• _PROBLEM TO SOLVE_:
Which lines of the entries below include "building"? List them all.

[Dataset entries]
-- -- --

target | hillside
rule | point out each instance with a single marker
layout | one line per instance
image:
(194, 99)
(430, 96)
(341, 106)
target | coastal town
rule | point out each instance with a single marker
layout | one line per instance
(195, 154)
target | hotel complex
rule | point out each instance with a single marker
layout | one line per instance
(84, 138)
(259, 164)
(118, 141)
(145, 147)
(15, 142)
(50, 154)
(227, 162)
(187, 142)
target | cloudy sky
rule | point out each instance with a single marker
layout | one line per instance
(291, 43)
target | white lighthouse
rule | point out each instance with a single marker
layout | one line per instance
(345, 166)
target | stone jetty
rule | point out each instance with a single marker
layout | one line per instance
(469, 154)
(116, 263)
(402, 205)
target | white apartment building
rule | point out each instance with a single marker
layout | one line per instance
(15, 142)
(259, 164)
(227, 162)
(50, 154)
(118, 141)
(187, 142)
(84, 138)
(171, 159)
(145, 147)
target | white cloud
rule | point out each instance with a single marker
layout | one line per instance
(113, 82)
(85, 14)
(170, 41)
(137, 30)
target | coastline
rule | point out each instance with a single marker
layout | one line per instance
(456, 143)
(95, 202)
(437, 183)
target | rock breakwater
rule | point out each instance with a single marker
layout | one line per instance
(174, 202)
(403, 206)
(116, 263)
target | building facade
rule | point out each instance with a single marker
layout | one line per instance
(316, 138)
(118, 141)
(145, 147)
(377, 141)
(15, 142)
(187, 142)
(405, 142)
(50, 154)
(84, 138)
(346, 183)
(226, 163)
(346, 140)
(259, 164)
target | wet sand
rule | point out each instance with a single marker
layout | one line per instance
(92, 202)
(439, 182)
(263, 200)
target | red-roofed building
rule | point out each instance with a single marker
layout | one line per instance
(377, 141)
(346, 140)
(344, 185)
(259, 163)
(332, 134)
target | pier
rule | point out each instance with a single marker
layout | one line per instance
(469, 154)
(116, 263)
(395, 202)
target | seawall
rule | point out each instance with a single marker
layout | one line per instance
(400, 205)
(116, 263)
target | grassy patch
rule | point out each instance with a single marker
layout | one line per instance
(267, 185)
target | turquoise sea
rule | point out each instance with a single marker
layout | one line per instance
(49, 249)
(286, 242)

-- -- --

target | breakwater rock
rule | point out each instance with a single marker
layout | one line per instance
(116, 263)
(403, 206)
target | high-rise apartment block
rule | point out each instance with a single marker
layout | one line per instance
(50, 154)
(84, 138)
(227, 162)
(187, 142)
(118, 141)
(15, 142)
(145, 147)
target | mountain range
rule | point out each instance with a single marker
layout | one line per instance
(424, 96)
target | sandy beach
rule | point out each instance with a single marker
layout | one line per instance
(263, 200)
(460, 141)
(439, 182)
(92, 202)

-- -- --

• _WORKED SOLUTION_:
target | white apartment building
target | building facade
target | red-roofed building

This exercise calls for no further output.